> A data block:
>> Begin

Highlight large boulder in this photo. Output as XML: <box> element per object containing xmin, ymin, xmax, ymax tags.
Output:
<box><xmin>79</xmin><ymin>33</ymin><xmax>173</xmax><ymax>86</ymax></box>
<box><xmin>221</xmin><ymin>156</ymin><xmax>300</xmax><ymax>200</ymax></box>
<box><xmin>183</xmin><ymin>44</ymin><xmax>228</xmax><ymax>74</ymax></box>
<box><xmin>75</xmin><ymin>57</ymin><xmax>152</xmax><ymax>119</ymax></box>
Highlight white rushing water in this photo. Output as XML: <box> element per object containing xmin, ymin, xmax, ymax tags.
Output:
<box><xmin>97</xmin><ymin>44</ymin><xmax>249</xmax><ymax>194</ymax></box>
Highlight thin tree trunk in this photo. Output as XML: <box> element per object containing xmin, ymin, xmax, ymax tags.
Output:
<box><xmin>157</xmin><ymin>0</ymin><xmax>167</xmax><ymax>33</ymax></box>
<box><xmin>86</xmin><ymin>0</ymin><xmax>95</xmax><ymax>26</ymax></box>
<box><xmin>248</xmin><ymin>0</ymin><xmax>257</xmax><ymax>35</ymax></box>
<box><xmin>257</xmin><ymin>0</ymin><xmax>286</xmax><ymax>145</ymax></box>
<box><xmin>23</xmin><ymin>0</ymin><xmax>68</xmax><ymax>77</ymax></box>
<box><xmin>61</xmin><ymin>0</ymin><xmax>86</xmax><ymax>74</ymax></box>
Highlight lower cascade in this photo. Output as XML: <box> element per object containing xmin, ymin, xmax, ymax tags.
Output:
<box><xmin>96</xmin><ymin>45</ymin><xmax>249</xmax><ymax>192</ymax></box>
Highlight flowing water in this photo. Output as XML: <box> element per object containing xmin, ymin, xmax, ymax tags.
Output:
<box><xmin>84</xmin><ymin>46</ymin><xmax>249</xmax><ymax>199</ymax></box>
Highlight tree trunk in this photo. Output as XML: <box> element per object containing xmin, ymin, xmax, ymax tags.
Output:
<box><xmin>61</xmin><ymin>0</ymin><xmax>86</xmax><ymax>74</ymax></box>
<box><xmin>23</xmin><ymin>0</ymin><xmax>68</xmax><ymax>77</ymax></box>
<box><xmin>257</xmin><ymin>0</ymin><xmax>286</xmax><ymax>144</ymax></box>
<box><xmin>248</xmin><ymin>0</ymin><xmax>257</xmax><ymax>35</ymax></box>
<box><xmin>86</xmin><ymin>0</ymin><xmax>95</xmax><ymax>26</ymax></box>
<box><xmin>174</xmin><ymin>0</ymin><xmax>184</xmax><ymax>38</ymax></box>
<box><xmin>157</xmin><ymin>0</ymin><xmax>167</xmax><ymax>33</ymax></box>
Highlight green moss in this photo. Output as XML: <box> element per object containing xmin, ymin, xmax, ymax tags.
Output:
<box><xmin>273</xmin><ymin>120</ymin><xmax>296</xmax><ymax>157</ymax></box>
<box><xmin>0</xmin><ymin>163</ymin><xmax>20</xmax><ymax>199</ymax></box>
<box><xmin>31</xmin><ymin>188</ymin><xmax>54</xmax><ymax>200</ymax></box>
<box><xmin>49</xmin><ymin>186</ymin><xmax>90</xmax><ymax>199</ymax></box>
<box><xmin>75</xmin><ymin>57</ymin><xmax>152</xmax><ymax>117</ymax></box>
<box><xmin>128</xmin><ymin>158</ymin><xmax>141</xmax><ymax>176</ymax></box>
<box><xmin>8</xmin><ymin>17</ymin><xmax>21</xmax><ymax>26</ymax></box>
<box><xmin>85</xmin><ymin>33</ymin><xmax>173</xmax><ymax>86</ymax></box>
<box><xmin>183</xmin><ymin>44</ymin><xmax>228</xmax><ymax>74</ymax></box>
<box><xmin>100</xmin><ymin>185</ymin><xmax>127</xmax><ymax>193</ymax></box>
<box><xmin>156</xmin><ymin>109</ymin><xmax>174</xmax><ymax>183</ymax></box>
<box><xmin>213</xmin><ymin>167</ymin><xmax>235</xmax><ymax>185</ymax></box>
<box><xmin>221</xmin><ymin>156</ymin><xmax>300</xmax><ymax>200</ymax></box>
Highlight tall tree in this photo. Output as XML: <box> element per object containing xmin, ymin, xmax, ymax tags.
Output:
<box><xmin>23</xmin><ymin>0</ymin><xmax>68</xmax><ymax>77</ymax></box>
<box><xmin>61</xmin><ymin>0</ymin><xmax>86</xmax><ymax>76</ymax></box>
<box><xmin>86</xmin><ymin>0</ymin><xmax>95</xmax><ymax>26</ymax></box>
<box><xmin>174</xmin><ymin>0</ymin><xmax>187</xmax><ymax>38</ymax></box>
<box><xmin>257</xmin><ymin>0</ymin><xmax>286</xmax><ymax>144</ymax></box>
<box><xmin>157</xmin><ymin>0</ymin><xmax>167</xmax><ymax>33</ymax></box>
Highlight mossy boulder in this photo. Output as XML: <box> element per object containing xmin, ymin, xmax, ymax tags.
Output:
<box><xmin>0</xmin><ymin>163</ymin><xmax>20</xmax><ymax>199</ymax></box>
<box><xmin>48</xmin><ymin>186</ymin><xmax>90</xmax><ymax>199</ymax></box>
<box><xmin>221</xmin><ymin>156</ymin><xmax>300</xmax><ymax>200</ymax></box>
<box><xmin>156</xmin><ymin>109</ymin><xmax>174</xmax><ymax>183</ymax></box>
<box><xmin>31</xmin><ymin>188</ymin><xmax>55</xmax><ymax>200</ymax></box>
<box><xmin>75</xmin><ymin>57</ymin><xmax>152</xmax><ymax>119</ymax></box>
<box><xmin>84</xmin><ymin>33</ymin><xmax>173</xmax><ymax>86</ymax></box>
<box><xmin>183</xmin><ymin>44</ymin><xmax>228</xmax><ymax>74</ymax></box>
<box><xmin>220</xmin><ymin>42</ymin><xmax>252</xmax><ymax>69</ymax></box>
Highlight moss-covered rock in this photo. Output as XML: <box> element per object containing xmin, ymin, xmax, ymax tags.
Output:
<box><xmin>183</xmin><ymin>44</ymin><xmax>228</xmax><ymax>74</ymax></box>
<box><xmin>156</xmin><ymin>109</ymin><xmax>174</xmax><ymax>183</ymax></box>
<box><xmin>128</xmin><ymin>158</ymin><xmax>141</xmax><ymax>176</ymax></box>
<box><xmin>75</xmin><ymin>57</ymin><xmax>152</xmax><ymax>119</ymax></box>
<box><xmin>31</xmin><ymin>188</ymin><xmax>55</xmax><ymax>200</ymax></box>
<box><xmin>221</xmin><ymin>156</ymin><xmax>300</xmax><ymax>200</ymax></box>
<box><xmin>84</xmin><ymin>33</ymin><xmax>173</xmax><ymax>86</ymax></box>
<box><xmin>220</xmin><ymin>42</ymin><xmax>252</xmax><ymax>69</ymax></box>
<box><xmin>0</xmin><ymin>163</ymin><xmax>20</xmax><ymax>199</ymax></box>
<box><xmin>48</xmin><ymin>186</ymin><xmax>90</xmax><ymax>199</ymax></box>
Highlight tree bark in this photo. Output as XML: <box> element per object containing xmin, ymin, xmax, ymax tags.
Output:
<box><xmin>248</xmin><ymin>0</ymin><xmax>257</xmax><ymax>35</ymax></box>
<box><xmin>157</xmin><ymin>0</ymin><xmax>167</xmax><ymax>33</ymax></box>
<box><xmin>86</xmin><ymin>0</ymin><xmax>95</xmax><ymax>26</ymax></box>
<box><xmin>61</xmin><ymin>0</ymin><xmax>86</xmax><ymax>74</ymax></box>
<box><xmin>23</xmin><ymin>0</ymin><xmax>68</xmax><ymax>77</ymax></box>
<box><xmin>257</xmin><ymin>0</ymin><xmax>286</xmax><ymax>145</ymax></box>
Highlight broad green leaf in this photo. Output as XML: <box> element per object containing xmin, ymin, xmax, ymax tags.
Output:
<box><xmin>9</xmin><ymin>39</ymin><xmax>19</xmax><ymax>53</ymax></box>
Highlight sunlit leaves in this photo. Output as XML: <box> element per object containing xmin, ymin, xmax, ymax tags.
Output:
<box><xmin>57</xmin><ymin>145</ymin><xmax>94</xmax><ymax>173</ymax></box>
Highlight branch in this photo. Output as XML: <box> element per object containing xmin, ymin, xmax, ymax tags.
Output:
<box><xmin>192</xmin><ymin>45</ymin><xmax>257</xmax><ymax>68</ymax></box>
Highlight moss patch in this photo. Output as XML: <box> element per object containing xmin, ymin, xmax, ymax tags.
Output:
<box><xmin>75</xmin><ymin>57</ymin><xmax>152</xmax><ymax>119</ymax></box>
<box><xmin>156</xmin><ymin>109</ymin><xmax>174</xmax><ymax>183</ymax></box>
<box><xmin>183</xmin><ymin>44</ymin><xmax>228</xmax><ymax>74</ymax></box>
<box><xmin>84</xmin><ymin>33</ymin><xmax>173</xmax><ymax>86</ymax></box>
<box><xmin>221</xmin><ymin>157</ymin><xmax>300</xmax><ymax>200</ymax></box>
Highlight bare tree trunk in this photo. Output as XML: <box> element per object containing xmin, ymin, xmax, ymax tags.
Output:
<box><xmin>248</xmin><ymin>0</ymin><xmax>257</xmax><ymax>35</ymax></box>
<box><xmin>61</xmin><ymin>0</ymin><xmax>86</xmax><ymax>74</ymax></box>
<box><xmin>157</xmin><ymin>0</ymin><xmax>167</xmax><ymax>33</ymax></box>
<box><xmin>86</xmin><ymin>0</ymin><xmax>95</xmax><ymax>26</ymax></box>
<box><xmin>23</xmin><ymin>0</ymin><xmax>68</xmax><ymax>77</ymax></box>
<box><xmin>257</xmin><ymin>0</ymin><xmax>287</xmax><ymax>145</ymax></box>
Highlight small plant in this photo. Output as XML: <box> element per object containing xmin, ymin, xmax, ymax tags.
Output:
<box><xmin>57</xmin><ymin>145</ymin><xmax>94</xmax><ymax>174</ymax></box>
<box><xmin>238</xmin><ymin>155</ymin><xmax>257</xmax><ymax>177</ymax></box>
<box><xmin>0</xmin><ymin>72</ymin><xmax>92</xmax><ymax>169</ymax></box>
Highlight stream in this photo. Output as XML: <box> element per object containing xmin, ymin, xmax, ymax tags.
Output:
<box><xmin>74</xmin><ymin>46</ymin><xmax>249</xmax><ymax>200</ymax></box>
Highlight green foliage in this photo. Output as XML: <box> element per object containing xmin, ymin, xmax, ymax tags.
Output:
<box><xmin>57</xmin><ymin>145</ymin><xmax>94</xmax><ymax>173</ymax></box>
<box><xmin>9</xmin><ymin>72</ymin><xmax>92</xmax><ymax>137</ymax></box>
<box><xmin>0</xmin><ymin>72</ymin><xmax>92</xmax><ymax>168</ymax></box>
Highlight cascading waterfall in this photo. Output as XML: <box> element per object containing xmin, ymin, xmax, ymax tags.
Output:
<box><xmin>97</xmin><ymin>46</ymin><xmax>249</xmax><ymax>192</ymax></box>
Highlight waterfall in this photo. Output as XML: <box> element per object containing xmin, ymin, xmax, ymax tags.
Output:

>> End

> What you need to do:
Please pull out every line above that contains the word "green".

> Answer for the task:
Highlight green moss in this photo. Output as XML: <box> element per object containing xmin, ymin, xmax, ymax tags.
Highlight broad green leaf in this photo. Output as XML: <box> element per object containing xmin, ymin, xmax, ymax tags.
Highlight green foliage in this photo. Output as XML: <box> element per object containing xmin, ymin, xmax, ymax tags.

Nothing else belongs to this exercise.